• **Exercises to complete**
A – Print the part of the polar tangent-line text that opens with the words containing "For $r = e^\theta$, differentiate" and closes with "and vertical tangents.".
B – Answer these questions from the polar tangent-line text:
(i) Which equation must hold for the tangent line to be horizontal?
(ii) Under what condition is dy/dx undefined?
(iii) What is r′ when r = e^θ?

• **Document text**
Step 1: Tangent line slope formula in polar coordinates

The slope of the tangent line is given by:

$\frac{dy}{dx} = \frac{r'\sin(\theta) + r\cos(\theta)}{r'\cos(\theta) - r\sin(\theta)}$

To find the points where the tangent line is horizontal or vertical:

1. Horizontal tangent:

   $\frac{dy}{dx} = 0$ occurs when the numerator equals zero:

   $r'\sin(\theta) + r\cos(\theta) = 0$

2. Vertical tangent:

   $\frac{dy}{dx}$ is undefined when the denominator equals zero:

   $r'\cos(\theta) - r\sin(\theta) = 0$

Step 2: Compute $r$ and $r'$ for $r = e^\theta$

For $r = e^\theta$, differentiate with respect to $\theta$:

$r' = \frac{dr}{d\theta} = e^\theta$

Substitute $r = e^\theta$ and $r' = e^\theta$ into the conditions for horizontal and vertical tangents.

• **Record list**
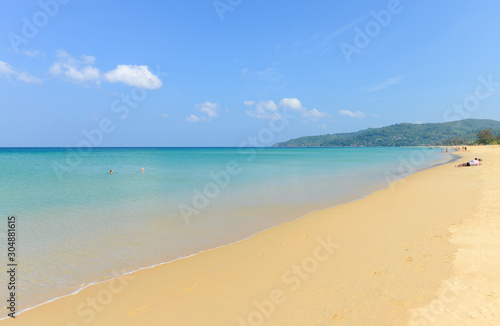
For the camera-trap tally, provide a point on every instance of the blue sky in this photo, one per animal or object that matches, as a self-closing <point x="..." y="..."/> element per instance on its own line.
<point x="232" y="72"/>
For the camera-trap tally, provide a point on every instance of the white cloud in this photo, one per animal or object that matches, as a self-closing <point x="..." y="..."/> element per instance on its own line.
<point x="357" y="114"/>
<point x="314" y="114"/>
<point x="31" y="53"/>
<point x="268" y="110"/>
<point x="265" y="110"/>
<point x="192" y="118"/>
<point x="8" y="71"/>
<point x="209" y="108"/>
<point x="82" y="70"/>
<point x="291" y="103"/>
<point x="74" y="69"/>
<point x="391" y="81"/>
<point x="138" y="76"/>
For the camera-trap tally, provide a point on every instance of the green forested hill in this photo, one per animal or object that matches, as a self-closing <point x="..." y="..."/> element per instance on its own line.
<point x="402" y="134"/>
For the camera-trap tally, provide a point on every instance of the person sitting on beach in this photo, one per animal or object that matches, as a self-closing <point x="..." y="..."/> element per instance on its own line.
<point x="474" y="162"/>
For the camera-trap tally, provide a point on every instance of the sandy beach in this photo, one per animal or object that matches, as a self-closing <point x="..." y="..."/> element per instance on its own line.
<point x="421" y="252"/>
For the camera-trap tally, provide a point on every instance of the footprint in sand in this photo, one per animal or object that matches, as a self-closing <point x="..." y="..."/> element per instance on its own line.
<point x="137" y="311"/>
<point x="191" y="288"/>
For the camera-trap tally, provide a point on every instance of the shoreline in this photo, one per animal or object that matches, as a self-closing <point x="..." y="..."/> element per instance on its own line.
<point x="453" y="157"/>
<point x="208" y="251"/>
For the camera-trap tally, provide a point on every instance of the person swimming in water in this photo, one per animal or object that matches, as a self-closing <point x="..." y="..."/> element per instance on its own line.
<point x="474" y="162"/>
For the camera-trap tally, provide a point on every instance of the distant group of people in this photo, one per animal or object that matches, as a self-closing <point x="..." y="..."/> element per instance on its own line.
<point x="474" y="162"/>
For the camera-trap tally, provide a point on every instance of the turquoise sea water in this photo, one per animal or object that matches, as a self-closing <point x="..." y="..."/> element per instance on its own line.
<point x="78" y="224"/>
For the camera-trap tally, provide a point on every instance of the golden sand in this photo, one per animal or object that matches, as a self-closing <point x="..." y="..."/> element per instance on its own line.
<point x="423" y="251"/>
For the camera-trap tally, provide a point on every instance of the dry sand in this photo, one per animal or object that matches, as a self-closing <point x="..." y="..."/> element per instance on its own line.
<point x="421" y="252"/>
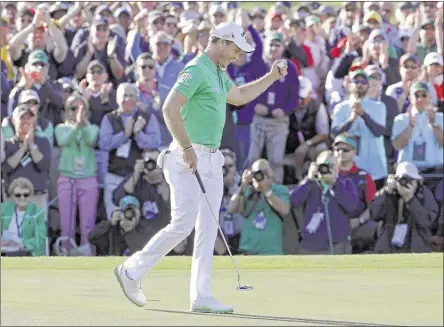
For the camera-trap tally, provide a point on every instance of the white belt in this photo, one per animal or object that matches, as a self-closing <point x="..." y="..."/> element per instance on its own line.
<point x="196" y="147"/>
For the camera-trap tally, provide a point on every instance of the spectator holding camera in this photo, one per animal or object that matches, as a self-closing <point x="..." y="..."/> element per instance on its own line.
<point x="418" y="134"/>
<point x="34" y="76"/>
<point x="363" y="229"/>
<point x="365" y="119"/>
<point x="328" y="199"/>
<point x="43" y="127"/>
<point x="77" y="184"/>
<point x="406" y="209"/>
<point x="23" y="223"/>
<point x="148" y="186"/>
<point x="125" y="133"/>
<point x="263" y="204"/>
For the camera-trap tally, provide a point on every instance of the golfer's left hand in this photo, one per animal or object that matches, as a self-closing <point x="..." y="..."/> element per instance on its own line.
<point x="279" y="68"/>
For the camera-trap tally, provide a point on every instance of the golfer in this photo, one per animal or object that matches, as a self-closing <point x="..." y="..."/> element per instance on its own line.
<point x="195" y="115"/>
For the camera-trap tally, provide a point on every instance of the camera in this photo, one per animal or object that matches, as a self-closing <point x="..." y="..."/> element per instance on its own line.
<point x="404" y="181"/>
<point x="150" y="164"/>
<point x="259" y="176"/>
<point x="324" y="169"/>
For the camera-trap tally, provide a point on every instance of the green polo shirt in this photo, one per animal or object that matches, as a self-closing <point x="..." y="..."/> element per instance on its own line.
<point x="205" y="86"/>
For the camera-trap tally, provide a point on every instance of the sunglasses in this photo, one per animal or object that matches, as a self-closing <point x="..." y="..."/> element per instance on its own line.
<point x="101" y="28"/>
<point x="147" y="66"/>
<point x="342" y="149"/>
<point x="32" y="102"/>
<point x="420" y="95"/>
<point x="360" y="81"/>
<point x="96" y="71"/>
<point x="375" y="77"/>
<point x="22" y="195"/>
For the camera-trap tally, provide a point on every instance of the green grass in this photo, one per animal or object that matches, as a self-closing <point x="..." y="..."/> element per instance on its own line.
<point x="288" y="290"/>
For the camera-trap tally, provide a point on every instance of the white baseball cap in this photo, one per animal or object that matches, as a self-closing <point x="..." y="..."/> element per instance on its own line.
<point x="433" y="58"/>
<point x="305" y="87"/>
<point x="232" y="32"/>
<point x="408" y="169"/>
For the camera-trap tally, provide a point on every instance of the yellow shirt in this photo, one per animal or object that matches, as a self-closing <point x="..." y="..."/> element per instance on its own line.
<point x="4" y="55"/>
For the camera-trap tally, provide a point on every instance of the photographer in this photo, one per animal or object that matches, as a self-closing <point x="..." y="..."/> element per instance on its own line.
<point x="328" y="199"/>
<point x="406" y="209"/>
<point x="263" y="204"/>
<point x="148" y="186"/>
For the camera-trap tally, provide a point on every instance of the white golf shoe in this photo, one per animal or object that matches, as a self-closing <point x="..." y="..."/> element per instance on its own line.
<point x="210" y="305"/>
<point x="131" y="288"/>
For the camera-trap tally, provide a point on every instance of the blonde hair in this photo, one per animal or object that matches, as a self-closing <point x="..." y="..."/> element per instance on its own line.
<point x="22" y="183"/>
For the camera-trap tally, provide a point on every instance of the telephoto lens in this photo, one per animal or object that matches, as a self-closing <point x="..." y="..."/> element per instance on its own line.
<point x="324" y="169"/>
<point x="150" y="164"/>
<point x="259" y="176"/>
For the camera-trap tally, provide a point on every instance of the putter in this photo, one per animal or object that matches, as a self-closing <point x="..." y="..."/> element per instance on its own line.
<point x="239" y="286"/>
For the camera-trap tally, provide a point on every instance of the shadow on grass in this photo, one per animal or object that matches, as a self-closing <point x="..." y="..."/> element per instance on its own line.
<point x="273" y="318"/>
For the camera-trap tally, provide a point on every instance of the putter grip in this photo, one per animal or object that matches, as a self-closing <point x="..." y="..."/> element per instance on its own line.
<point x="199" y="180"/>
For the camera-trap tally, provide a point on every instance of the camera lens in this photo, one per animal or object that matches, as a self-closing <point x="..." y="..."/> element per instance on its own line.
<point x="150" y="165"/>
<point x="259" y="176"/>
<point x="324" y="169"/>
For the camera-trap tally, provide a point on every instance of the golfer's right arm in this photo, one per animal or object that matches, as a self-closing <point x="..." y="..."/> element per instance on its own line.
<point x="171" y="112"/>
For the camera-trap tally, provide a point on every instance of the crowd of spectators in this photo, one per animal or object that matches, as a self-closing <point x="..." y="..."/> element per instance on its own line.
<point x="346" y="150"/>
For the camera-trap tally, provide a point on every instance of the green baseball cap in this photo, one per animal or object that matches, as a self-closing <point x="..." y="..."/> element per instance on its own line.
<point x="347" y="139"/>
<point x="128" y="201"/>
<point x="419" y="86"/>
<point x="358" y="72"/>
<point x="276" y="36"/>
<point x="38" y="56"/>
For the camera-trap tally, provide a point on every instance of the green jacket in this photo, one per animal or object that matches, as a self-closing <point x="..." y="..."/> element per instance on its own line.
<point x="77" y="155"/>
<point x="47" y="130"/>
<point x="33" y="228"/>
<point x="266" y="241"/>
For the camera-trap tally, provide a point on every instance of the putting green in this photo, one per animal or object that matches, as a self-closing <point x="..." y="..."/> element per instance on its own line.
<point x="288" y="290"/>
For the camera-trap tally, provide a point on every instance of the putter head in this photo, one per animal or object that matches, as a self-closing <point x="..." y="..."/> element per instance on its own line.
<point x="244" y="288"/>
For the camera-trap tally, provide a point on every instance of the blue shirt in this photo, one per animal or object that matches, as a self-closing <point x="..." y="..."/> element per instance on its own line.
<point x="371" y="155"/>
<point x="422" y="132"/>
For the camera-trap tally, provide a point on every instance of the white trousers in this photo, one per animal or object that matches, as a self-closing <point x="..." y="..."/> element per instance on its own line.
<point x="188" y="209"/>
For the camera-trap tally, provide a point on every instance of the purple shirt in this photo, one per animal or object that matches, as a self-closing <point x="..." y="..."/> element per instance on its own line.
<point x="343" y="201"/>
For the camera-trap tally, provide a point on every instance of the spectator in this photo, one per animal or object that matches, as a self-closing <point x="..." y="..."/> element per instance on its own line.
<point x="424" y="38"/>
<point x="365" y="119"/>
<point x="77" y="184"/>
<point x="406" y="209"/>
<point x="418" y="134"/>
<point x="27" y="155"/>
<point x="167" y="71"/>
<point x="43" y="127"/>
<point x="409" y="70"/>
<point x="147" y="184"/>
<point x="375" y="92"/>
<point x="104" y="47"/>
<point x="42" y="35"/>
<point x="328" y="200"/>
<point x="262" y="204"/>
<point x="23" y="223"/>
<point x="272" y="108"/>
<point x="35" y="76"/>
<point x="125" y="133"/>
<point x="308" y="128"/>
<point x="363" y="229"/>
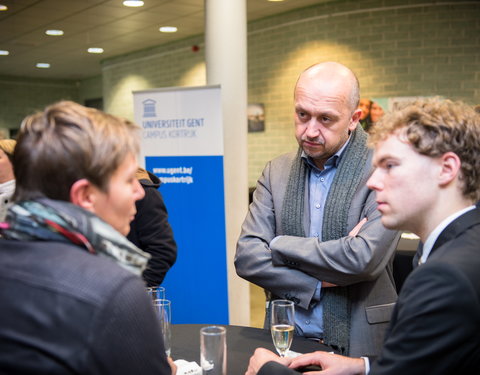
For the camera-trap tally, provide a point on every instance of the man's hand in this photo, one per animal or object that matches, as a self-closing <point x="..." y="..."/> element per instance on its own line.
<point x="331" y="364"/>
<point x="262" y="356"/>
<point x="357" y="228"/>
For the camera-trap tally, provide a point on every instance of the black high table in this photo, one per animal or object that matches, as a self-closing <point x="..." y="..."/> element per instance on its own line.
<point x="241" y="343"/>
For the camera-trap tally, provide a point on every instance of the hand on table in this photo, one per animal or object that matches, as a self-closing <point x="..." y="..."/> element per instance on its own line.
<point x="331" y="364"/>
<point x="262" y="356"/>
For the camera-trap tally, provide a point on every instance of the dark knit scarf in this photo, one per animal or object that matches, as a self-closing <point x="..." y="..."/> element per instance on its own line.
<point x="335" y="300"/>
<point x="50" y="220"/>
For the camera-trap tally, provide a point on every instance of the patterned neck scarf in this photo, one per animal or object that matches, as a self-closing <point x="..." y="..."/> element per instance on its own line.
<point x="49" y="220"/>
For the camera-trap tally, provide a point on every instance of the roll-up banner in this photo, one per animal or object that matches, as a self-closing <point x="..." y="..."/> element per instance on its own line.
<point x="182" y="144"/>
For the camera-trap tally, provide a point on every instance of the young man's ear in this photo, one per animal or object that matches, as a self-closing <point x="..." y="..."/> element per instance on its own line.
<point x="450" y="168"/>
<point x="355" y="119"/>
<point x="82" y="193"/>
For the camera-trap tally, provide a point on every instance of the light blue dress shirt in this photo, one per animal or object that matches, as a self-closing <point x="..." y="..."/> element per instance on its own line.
<point x="309" y="323"/>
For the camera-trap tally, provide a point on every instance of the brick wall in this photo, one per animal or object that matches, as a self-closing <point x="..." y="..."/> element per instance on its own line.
<point x="397" y="48"/>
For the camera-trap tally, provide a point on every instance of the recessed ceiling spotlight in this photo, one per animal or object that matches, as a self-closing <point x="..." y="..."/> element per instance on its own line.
<point x="133" y="3"/>
<point x="168" y="29"/>
<point x="95" y="50"/>
<point x="54" y="32"/>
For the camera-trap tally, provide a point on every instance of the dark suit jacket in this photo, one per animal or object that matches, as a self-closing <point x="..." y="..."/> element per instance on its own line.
<point x="435" y="327"/>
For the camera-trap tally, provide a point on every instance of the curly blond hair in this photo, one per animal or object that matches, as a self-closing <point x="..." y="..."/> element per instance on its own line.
<point x="434" y="126"/>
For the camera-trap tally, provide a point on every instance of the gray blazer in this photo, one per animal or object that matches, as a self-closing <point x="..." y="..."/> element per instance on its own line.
<point x="293" y="266"/>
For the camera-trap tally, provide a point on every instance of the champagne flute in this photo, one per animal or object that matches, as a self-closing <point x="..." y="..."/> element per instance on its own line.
<point x="163" y="310"/>
<point x="282" y="324"/>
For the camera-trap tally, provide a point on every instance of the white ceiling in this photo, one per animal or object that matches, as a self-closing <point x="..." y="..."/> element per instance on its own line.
<point x="100" y="23"/>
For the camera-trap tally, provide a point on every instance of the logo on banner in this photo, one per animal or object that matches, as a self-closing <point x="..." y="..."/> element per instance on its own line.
<point x="149" y="108"/>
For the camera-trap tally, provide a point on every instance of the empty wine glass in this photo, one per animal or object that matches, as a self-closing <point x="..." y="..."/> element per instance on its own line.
<point x="163" y="310"/>
<point x="282" y="324"/>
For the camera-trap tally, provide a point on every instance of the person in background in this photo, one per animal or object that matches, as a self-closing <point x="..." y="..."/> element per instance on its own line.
<point x="151" y="231"/>
<point x="427" y="181"/>
<point x="7" y="178"/>
<point x="72" y="299"/>
<point x="364" y="105"/>
<point x="376" y="112"/>
<point x="303" y="238"/>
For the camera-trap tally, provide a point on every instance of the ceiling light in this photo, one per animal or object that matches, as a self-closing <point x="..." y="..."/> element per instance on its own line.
<point x="133" y="3"/>
<point x="54" y="32"/>
<point x="95" y="50"/>
<point x="168" y="29"/>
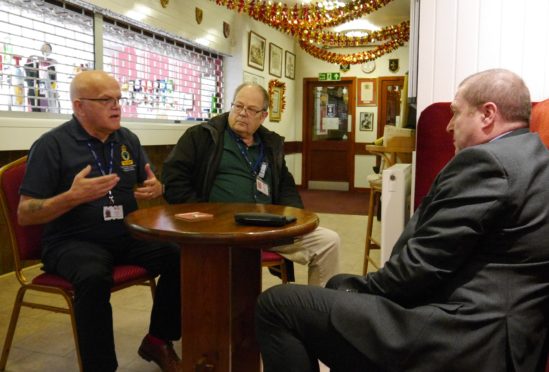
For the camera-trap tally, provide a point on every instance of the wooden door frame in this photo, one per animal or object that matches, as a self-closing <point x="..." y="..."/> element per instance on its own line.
<point x="306" y="129"/>
<point x="383" y="101"/>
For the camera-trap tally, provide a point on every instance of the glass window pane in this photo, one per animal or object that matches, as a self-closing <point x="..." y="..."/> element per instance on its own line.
<point x="42" y="47"/>
<point x="160" y="78"/>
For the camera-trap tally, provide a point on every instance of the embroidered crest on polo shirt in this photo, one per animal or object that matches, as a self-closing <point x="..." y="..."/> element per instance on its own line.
<point x="127" y="163"/>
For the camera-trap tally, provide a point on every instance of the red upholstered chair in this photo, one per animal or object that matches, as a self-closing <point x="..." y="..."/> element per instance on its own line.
<point x="26" y="246"/>
<point x="434" y="147"/>
<point x="276" y="263"/>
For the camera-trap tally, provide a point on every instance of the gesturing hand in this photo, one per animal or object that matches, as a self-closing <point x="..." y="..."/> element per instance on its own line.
<point x="152" y="188"/>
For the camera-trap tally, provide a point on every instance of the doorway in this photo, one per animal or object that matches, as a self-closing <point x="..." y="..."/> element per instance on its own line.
<point x="328" y="134"/>
<point x="390" y="102"/>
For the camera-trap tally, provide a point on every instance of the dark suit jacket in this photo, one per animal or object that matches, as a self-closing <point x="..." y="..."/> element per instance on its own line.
<point x="467" y="286"/>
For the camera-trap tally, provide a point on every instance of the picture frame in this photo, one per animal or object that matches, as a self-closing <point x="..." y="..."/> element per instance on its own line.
<point x="366" y="121"/>
<point x="275" y="113"/>
<point x="275" y="60"/>
<point x="367" y="92"/>
<point x="289" y="65"/>
<point x="253" y="78"/>
<point x="256" y="51"/>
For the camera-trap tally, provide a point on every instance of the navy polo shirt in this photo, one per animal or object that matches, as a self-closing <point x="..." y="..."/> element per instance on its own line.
<point x="61" y="153"/>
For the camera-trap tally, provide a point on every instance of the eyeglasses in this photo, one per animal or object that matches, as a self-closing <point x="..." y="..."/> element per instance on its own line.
<point x="238" y="108"/>
<point x="111" y="101"/>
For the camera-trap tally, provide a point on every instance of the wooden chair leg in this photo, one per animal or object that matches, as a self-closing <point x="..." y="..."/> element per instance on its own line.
<point x="372" y="213"/>
<point x="283" y="273"/>
<point x="11" y="328"/>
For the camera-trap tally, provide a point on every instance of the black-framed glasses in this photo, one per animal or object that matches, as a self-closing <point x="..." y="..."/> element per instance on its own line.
<point x="238" y="108"/>
<point x="111" y="101"/>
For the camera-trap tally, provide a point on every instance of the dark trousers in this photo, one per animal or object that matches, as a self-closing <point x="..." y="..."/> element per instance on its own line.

• **Full answers**
A –
For $r = e^\theta$, differentiate with respect to $\theta$:

$r' = \frac{dr}{d\theta} = e^\theta$

Substitute $r = e^\theta$ and $r' = e^\theta$ into the conditions for horizontal and vertical tangents.

B –
(i) r′sin(θ) + r cos(θ) = 0
(ii) When the denominator, r′cos(θ) − r sin(θ), equals zero.
(iii) r′ = e^θ